= PROBLEM DETAILS =
In the passage below on the tax gap, how much has the tax gap grown since 2016?

At £35bn, the government’s official estimate of tax losses is now the highest it has ever been in cash terms since figures were first published in 2008. That is £673m a week if you wanted to paint it on the side of a big red bus - almost 3 times the police budget which stands at £12.3bn. Worryingly these estimates have been increasing sharply in recent years. The tax gap has increased by 17 per cent since 2016 when the figure was £30bn.

If you think that sounds bad, the reality is much worse.

If you dive into the detail of HMRC’s research, you quickly see that the tax gap is not a measure of tax avoidance that anyone would recognise. For example, the way in which HMRC calculates the tax gap specifically excludes profit shifting by multinational companies, the kind of tax avoidance strategies used by Google, Starbucks, Facebook and others.

Profit shifting is thought to cause the Treasury losses of many billions a year. Indeed a study by TaxWatch of profit in the tech industry estimated losses of £1bn a year from just five US tech companies.

[Entries from a dataset]
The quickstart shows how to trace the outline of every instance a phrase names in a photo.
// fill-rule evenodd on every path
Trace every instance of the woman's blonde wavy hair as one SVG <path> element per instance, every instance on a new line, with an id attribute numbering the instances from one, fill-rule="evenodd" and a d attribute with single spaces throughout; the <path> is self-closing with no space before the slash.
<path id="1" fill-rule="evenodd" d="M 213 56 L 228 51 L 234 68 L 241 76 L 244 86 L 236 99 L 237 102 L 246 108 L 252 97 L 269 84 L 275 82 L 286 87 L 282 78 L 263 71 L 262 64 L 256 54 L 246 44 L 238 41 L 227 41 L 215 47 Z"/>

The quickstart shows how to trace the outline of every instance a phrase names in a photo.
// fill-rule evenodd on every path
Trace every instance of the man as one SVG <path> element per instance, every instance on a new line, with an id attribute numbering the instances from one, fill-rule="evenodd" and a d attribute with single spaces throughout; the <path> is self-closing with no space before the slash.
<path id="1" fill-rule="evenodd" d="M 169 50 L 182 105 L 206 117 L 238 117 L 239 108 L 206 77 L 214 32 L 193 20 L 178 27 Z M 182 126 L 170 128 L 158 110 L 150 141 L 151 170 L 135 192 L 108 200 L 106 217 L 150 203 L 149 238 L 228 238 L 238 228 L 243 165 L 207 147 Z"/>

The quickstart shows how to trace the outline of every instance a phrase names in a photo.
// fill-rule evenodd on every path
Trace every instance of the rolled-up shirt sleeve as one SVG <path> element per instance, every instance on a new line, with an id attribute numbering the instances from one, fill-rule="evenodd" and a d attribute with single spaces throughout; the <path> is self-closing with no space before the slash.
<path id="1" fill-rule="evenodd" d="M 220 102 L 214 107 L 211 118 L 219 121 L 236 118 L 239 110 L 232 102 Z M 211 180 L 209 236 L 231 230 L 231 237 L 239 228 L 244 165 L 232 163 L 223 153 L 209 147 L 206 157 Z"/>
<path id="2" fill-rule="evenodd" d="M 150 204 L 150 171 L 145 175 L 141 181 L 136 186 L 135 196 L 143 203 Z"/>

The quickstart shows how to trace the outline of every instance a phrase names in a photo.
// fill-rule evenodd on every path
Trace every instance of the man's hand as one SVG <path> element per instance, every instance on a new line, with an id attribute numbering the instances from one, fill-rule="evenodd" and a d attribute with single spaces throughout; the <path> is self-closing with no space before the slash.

= EXERCISE RESPONSE =
17 per cent, from £30bn in 2016.